** Start of Source excerpt **

23.10 Release Notes

Known Issues, Limitations, Behavior Changes

Disable pushdown optimization

Versions affected: SciDB 23.10.0–4

Pushdown optimization should be manually disabled in versions 23.10.0 through 23.10.4. If left on, it can lead to various issues including server crashes and high memory use.

To disable it manually, edit the SciDB config file to include the line:

enable-optimize-pushdown=0

It is disabled by default in SciDB 23.10.5.

Avoid curl 8.6 in HTTP API clients

Versions affected: SciDB 21.x–

There is a bug in version 8.6 of the “curl” library that causes HTTP clients to fail with this error when connecting to SciDB’s Client API over HTTPS:

curl: (56) OpenSSL SSL_read: SSL_ERROR_SYSCALL, errno 0

(See SDB-8459 for details.)

A fix for this bug was merged into the curl source code on GitHub within days of the ship date of curl 8.6; however, it hasn’t been included in a curl release so far (as of 2023-03-21). The fix should be included in curl 8.7 whenever that gets released.

If you have a client using curl 8.6, you should upgrade to curl 8.7 if available; if not, downgrade to curl 8.5.

You should instruct package managers and dependency frameworks (aptitude, conda, dnf, yum, etc.) to exclude version 8.6 when installing curl/libcurl.

Patch History

Patch notes for SciDB 23.10.8

Release date: July 18, 2024

SciDB SHA: 11b236b

Changes include:

Patch notes for SciDB 23.10.7

Release date: June 12, 2024

SciDB SHA: 0769f38

Changes include:

Patch notes for SciDB 23.10.6

Release date: April 29, 2024

SciDB SHA: cc615d4

Changes include:

Patch notes for SciDB 23.10.5

Release date: March 27, 2024

SciDB SHA: 56b2ad5

Changes include:

Patch notes for SciDB 23.10.4

Release date: March 6, 2024

SciDB SHA: bf30ffc

Fixes include:

Patch notes for SciDB 23.10.3

Release date: February 14, 2024

SciDB SHA: 1a41e7e

Major changes:

  • https://paradigm4.atlassian.net/browse/SDB-8360

    • The namespaces library is always loaded by default. load_library('namespaces') still works, but does nothing.

** End of Source excerpt **
** Start of Dataset content **

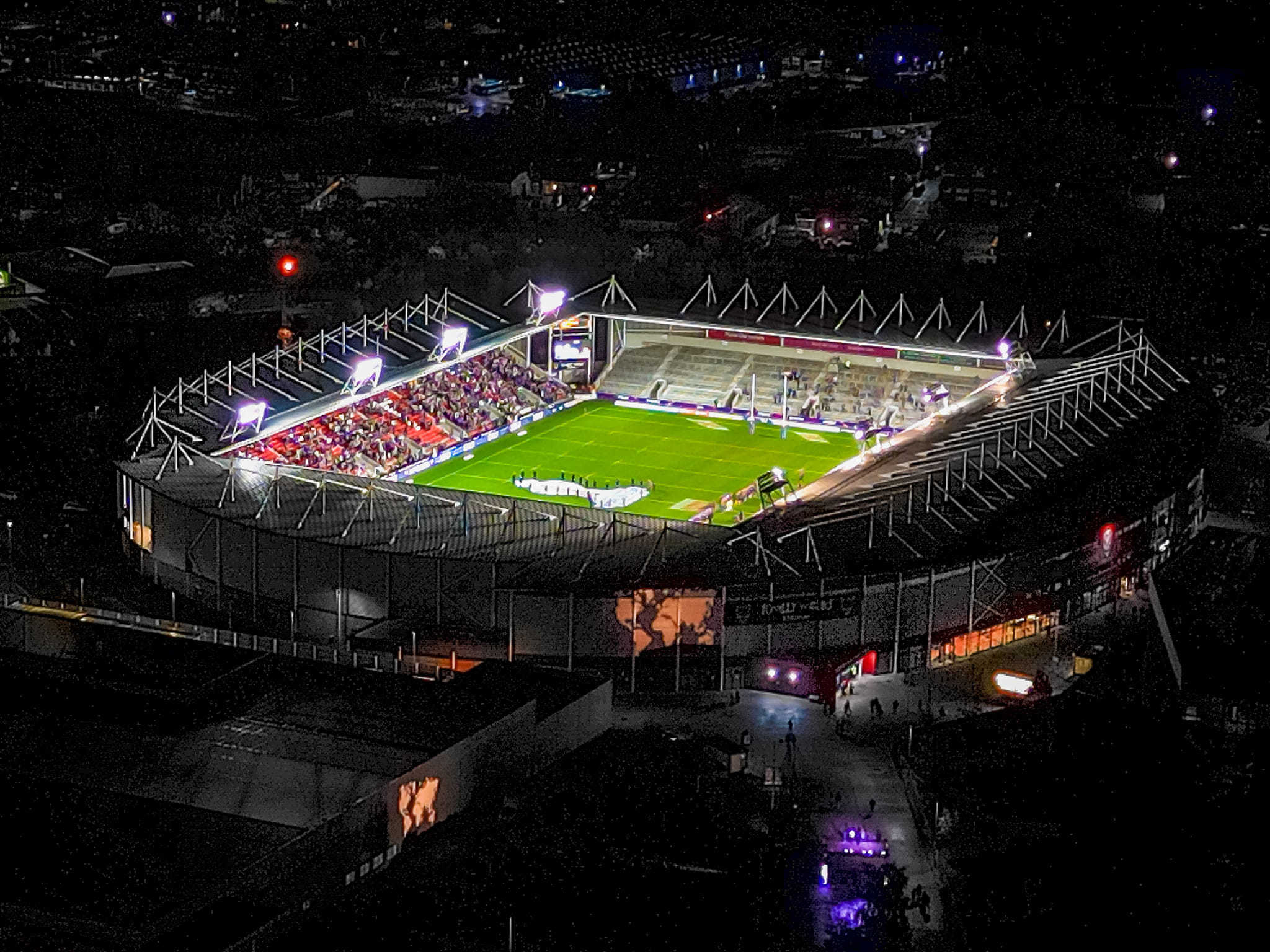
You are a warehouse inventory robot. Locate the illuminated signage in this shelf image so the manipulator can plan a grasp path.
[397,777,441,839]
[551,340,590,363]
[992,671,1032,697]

** End of Dataset content **

■ Written instruction ■
Please continue the SciDB 23.10 release notes, picking up right after the final line about the namespaces library.

■ The answer ■
    • You can now start up scidb directly in security=password mode — you no longer have to start it in trust mode, load the namespaces library, and restart in password mode.

    • The old security=trust mode is deprecated.

Other fixes include:

Patch notes for SciDB 23.10.2

This release was rejected and should not be used.

Release date: January 29, 2024

SciDB SHA: 2603c1c

Patch notes for SciDB 23.10.1

Release date: November 21, 2023

SciDB SHA: 3fb47aa

Fixes include:


Release Notes for SciDB 23.10.0

Release date: October 31, 2023

SciDB commit SHA: 5d0895e

These release notes apply to version 23.10.0 of SciDB; they cover all features and changes since version 21.8.

Release notes for version 21.8 cover all features and changes since version 20.10 and can be found here.

Supported Operating Systems

SciDB 23.5 supports the following operating systems:

  • RedHat8

  • Rocky8

Support for CentOS7 and RedHat7 has been discontinued in this release.

SciDB Features and Changes

HTTP API

SciDB now has an HTTP/HTTPS interface allowing full querying and data transfer support. When SciDB has security mode enabled, only secure HTTPS connections are allowed and you must configure an X.509 certificate to enable the new interface. See https://paradigm4.atlassian.net/wiki/spaces/scidb/pages/3395882601 for instructions.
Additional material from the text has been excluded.